To do -
How many lines in the items below contain the string "sunset", with case counting? Reply with the number only.

Working data -
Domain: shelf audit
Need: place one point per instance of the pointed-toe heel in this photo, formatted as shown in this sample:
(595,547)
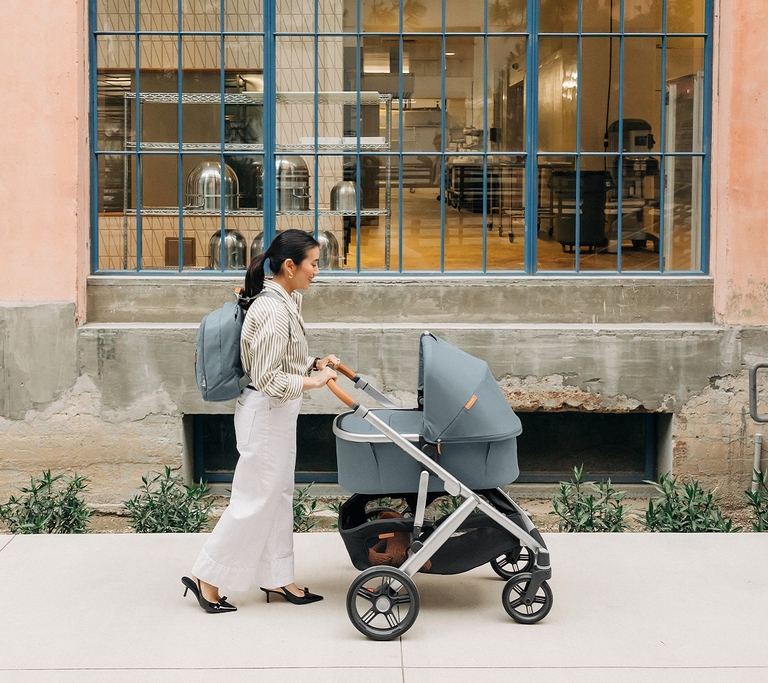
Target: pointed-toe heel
(290,597)
(218,607)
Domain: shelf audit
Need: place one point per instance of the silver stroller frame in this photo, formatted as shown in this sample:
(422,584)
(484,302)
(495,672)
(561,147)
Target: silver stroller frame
(527,597)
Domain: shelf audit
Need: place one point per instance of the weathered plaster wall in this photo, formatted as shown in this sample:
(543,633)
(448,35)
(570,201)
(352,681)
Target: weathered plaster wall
(44,151)
(108,399)
(740,126)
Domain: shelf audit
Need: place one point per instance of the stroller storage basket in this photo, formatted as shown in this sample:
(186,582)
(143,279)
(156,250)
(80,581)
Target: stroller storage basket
(368,462)
(478,541)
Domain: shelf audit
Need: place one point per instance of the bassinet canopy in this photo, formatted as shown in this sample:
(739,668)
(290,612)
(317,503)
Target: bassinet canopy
(461,399)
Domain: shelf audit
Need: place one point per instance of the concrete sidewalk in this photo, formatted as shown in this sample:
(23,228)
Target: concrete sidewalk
(627,607)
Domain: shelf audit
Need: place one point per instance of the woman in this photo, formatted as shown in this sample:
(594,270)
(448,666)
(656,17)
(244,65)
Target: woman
(253,541)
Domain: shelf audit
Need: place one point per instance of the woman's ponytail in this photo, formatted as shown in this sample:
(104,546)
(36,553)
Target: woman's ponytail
(291,244)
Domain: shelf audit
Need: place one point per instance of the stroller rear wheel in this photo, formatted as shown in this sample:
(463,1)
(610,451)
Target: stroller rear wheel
(521,609)
(510,564)
(383,603)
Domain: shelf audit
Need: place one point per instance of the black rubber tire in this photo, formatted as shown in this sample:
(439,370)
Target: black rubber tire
(512,599)
(521,559)
(379,610)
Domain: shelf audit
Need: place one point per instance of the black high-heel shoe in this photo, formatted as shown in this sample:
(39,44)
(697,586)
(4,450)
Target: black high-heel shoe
(211,607)
(295,599)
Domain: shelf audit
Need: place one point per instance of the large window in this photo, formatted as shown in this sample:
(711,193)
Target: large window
(433,136)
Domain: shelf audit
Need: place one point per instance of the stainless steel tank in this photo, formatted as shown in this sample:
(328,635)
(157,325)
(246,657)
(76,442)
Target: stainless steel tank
(329,249)
(235,248)
(292,184)
(204,187)
(344,196)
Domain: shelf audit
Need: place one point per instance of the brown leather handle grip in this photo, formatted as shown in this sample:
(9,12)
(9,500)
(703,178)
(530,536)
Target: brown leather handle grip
(342,395)
(344,370)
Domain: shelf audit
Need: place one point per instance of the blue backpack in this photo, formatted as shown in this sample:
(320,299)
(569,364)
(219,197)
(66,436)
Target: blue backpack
(218,369)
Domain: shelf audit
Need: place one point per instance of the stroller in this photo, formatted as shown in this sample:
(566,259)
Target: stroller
(460,441)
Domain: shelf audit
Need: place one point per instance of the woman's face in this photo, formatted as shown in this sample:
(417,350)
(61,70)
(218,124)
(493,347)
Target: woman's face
(305,272)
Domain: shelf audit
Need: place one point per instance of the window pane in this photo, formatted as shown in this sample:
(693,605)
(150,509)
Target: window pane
(244,16)
(580,236)
(506,94)
(597,17)
(505,237)
(507,16)
(115,15)
(372,240)
(685,95)
(642,95)
(158,15)
(466,16)
(682,213)
(559,16)
(295,16)
(643,16)
(598,91)
(636,234)
(685,16)
(200,15)
(557,94)
(423,16)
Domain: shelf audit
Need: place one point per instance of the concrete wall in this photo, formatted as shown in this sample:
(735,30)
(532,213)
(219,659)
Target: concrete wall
(107,398)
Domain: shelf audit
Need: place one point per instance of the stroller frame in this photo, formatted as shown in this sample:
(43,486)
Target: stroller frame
(526,585)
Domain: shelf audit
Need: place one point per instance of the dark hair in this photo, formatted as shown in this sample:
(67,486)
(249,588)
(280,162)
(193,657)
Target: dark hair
(291,244)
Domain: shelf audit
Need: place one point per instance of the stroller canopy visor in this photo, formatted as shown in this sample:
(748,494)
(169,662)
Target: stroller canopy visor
(461,399)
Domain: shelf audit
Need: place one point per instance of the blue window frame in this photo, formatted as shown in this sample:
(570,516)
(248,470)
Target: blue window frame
(428,137)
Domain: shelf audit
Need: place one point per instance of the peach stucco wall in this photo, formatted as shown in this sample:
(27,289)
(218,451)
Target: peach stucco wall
(43,151)
(739,255)
(44,215)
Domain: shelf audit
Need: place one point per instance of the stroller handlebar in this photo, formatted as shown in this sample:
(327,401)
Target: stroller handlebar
(360,383)
(344,370)
(342,395)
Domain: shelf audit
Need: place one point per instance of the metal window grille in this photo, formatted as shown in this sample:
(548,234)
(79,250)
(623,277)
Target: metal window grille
(179,82)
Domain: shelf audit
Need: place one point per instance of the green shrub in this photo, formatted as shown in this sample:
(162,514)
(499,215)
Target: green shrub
(303,508)
(758,502)
(684,508)
(167,505)
(589,506)
(50,505)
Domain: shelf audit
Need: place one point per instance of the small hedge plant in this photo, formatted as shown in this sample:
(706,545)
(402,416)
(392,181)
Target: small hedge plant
(684,507)
(167,505)
(49,505)
(589,506)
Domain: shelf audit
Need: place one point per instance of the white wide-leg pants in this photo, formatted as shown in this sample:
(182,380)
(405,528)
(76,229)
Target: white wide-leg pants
(252,544)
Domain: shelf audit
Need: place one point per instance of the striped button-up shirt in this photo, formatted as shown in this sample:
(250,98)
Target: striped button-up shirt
(273,344)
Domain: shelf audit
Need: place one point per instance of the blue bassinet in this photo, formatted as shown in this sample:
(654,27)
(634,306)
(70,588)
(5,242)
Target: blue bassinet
(464,421)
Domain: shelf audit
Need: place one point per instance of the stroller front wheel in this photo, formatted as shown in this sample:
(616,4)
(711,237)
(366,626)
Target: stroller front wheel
(510,564)
(382,603)
(521,609)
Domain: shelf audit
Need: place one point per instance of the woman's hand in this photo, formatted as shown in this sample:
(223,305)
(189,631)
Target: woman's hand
(328,360)
(322,377)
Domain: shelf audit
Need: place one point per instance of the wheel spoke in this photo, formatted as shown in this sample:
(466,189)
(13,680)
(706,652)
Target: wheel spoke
(366,593)
(368,617)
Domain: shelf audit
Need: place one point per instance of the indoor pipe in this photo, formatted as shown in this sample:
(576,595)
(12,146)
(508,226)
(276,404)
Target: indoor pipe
(756,462)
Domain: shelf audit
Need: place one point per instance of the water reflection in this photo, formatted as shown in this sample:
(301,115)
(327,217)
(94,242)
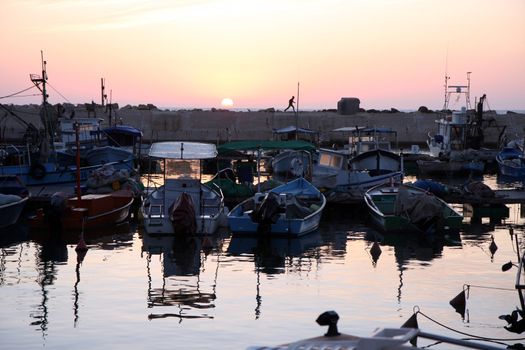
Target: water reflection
(52,251)
(272,255)
(409,248)
(277,255)
(182,261)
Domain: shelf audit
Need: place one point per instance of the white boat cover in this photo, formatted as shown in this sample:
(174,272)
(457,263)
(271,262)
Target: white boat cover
(183,150)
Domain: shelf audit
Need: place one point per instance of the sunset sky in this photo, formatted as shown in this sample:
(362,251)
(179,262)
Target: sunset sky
(195,53)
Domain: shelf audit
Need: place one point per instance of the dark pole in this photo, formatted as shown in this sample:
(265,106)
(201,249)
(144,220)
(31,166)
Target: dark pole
(79,193)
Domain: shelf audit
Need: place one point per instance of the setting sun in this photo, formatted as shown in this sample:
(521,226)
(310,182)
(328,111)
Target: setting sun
(227,102)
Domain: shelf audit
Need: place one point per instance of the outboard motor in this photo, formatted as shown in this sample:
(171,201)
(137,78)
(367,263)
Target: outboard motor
(267,213)
(182,215)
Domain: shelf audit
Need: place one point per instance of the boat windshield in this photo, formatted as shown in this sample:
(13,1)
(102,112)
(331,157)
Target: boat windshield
(181,169)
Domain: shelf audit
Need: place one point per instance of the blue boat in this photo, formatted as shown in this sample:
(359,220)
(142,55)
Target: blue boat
(511,162)
(293,209)
(47,161)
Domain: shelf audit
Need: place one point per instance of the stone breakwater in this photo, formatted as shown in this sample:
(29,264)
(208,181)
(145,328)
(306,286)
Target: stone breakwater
(223,125)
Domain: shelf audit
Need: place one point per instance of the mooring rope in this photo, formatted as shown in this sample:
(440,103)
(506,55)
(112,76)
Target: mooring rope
(19,92)
(497,288)
(473,336)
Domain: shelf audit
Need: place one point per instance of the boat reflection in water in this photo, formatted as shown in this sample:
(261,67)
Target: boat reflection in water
(182,288)
(274,255)
(53,251)
(407,249)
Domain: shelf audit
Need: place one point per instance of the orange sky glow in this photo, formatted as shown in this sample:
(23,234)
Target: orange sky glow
(194,53)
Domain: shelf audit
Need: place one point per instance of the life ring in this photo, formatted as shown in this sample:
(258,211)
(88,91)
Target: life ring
(296,167)
(37,171)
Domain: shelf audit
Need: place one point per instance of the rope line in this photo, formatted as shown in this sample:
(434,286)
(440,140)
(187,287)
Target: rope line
(468,334)
(58,92)
(497,288)
(19,92)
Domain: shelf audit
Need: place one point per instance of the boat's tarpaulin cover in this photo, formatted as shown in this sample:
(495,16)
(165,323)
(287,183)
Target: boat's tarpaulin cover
(264,145)
(418,208)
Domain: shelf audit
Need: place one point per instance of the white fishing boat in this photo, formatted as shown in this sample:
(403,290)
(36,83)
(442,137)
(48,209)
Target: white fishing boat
(294,208)
(182,204)
(345,175)
(382,339)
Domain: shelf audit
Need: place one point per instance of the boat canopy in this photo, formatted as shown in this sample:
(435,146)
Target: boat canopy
(366,130)
(183,150)
(264,145)
(123,129)
(350,128)
(293,128)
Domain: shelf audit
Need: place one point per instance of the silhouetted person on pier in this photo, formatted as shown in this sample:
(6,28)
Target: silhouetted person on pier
(290,104)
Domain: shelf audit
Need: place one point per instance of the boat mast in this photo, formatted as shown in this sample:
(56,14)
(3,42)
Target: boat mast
(36,79)
(457,89)
(297,115)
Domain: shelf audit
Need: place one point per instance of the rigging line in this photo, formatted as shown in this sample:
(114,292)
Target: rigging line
(21,96)
(468,334)
(498,288)
(58,92)
(19,92)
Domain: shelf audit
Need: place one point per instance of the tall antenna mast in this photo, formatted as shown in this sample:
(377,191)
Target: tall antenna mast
(458,90)
(445,105)
(102,90)
(37,79)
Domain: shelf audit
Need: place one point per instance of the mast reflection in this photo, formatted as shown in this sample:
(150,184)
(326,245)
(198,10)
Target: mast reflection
(182,261)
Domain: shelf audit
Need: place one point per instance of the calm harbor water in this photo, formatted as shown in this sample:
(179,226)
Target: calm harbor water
(132,291)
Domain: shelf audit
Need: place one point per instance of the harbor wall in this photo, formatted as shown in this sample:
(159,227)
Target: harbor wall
(224,125)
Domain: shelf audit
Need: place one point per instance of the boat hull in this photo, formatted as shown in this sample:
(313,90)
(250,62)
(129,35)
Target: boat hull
(511,162)
(93,211)
(52,174)
(241,220)
(383,200)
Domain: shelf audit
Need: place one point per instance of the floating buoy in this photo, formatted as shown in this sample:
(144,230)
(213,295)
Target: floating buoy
(412,323)
(375,251)
(493,247)
(459,303)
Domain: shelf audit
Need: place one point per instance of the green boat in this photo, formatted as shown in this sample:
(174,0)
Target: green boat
(409,209)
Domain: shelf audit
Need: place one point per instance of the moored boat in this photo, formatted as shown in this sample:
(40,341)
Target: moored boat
(91,211)
(511,162)
(345,175)
(405,208)
(294,208)
(404,337)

Finished task -
2